• [EXERCISE DETAILS]
Copy the records word for word, starting at the line that contains "shaded tree trunk ->" and ending at the line that contains "Outline every instance of the shaded", with both of those lines included. Omit the picture from your copy.

## start THE RECORDS

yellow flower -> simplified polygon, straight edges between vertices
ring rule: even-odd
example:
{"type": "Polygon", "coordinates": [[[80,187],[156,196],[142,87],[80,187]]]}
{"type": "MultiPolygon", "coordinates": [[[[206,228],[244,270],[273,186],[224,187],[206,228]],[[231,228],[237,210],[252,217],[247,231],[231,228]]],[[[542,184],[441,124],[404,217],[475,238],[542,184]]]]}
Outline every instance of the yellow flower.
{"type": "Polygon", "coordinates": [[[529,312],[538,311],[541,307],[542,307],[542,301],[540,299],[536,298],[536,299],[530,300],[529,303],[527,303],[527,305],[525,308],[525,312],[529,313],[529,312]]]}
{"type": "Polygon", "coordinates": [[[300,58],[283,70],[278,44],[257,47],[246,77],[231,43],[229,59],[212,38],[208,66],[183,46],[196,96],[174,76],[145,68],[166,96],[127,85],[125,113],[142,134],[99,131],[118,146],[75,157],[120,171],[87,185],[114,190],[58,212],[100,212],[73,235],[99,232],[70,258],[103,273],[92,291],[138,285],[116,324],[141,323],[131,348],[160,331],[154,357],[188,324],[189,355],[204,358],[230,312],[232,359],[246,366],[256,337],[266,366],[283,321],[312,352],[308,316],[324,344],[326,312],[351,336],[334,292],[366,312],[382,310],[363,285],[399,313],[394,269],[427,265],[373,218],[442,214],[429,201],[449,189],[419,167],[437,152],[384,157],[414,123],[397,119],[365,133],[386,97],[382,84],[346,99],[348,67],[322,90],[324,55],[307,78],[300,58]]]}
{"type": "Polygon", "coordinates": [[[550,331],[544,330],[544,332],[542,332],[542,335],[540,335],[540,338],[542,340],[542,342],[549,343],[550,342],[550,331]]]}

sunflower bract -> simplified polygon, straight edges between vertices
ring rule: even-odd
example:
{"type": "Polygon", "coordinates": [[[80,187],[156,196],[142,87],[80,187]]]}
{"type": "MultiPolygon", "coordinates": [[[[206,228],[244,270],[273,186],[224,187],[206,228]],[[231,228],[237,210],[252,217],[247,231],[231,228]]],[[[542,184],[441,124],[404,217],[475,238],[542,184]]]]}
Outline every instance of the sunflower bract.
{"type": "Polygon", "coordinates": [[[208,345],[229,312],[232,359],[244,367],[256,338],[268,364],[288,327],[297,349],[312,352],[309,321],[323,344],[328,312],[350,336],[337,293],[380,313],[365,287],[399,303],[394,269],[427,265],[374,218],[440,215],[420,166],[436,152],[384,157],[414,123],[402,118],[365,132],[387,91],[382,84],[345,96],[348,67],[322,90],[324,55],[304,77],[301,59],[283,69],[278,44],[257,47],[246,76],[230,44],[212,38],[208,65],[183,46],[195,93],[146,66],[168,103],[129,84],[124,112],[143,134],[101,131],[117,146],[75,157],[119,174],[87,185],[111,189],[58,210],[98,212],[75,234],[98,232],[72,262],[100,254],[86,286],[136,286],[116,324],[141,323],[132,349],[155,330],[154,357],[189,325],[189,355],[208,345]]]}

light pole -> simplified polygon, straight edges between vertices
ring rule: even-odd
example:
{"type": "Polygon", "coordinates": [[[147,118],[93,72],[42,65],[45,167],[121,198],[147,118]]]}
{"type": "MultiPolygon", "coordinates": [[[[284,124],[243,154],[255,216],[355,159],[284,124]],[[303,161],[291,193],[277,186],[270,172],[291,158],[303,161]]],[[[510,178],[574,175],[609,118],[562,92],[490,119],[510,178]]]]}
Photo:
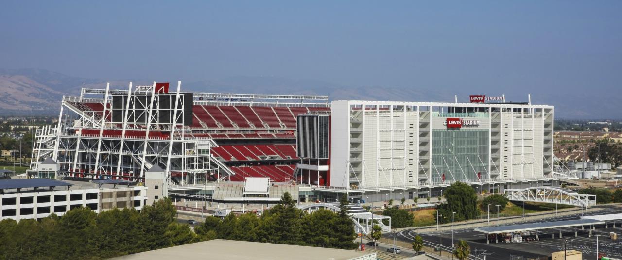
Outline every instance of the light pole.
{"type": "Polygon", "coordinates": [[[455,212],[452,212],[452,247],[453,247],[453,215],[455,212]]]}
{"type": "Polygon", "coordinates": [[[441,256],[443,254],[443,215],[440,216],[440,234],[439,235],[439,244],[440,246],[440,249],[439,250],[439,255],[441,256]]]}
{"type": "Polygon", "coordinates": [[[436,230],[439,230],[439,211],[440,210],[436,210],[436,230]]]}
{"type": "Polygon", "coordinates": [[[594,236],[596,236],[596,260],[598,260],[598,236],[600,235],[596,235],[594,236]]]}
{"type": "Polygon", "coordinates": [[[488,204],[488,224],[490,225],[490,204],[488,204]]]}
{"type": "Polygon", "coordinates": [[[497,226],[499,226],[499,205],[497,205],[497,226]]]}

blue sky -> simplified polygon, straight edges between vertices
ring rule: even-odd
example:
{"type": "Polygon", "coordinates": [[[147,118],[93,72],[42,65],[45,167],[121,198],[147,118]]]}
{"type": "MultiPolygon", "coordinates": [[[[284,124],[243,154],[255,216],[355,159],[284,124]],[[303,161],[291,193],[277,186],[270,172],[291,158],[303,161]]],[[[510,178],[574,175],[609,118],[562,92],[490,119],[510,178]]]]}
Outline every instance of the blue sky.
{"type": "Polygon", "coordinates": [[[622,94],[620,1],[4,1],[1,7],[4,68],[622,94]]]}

## end THE RECORDS
## start THE RECORDS

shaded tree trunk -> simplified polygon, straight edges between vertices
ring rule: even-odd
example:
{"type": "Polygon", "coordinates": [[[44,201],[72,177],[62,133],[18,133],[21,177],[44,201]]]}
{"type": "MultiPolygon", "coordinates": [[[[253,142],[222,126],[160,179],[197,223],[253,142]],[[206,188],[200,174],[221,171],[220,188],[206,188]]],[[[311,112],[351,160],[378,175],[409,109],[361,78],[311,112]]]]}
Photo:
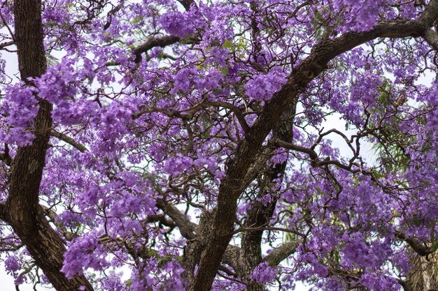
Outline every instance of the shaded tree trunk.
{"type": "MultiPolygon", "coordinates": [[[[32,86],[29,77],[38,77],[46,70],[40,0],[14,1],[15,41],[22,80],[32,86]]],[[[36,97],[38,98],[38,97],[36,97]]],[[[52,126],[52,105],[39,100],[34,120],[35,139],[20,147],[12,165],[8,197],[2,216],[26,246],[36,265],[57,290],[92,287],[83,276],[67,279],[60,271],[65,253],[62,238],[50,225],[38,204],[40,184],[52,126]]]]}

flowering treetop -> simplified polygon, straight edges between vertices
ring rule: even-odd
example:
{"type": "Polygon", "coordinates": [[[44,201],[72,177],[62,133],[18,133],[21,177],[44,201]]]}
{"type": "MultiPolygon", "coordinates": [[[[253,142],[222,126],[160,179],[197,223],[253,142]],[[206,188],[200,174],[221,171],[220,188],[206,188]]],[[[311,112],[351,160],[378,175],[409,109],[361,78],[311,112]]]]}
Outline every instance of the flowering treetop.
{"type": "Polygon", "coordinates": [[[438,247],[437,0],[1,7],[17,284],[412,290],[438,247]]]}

## end THE RECORDS

• [TASK SOLUTION]
shaded tree trunk -> simplified polygon, straight edges between vertices
ring rule: even-odd
example:
{"type": "Polygon", "coordinates": [[[44,201],[72,177],[62,133],[18,133],[21,177],[44,201]]]}
{"type": "MultiPolygon", "coordinates": [[[[253,142],[222,126],[160,179],[197,223],[253,142]],[[206,188],[200,174],[221,171],[220,188],[206,188]]],[[[311,112],[351,160],[378,175],[409,109],[361,78],[311,112]]]]}
Photo:
Outline every instance of the shaded tree trunk.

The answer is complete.